─── Supplied data ───
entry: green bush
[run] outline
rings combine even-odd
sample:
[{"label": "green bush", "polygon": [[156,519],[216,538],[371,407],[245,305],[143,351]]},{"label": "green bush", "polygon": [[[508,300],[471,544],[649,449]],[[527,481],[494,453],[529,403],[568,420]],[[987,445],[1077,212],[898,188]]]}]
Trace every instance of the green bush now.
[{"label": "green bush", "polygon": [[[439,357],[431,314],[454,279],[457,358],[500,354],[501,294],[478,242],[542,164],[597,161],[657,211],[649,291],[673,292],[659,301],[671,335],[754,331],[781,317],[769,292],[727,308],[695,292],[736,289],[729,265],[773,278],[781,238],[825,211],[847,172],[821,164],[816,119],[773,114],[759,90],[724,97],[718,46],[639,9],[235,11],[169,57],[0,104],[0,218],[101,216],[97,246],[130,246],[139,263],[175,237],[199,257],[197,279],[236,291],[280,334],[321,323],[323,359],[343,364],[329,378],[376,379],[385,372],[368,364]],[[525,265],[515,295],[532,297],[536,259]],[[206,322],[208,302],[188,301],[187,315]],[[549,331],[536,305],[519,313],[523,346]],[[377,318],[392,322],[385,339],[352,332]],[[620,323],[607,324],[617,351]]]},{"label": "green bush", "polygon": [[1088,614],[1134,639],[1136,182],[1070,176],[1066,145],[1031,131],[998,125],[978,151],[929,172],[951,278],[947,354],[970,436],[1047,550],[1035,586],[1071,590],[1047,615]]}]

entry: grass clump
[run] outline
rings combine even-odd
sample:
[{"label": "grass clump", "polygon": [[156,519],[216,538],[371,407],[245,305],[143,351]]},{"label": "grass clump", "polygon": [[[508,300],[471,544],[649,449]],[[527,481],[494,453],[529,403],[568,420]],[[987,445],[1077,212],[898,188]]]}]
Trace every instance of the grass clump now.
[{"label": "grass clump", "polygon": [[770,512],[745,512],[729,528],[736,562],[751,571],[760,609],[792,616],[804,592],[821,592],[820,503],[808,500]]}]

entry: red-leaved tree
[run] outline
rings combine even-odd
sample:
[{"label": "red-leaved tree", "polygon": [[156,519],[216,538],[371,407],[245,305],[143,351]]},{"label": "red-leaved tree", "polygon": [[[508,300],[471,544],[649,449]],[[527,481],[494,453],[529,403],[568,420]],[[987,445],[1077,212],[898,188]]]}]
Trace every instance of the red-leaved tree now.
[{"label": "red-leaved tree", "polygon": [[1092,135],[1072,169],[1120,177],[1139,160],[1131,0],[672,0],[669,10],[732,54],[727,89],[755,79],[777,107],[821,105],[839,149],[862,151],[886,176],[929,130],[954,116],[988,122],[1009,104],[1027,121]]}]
───
● What you have to do: Transcribe the lines from the start of the items up to and including the line with "Trace every instance of the green bush now.", keeping every line the same.

● Answer to this exercise:
entry: green bush
[run] outline
rings combine even-odd
sample:
[{"label": "green bush", "polygon": [[156,519],[216,538],[371,407],[245,305],[143,351]]},{"label": "green bush", "polygon": [[[508,300],[471,544],[649,449]],[[527,481],[494,453],[529,403],[568,420]],[[987,445],[1077,212],[898,188]]]}]
Trace every instance of the green bush now.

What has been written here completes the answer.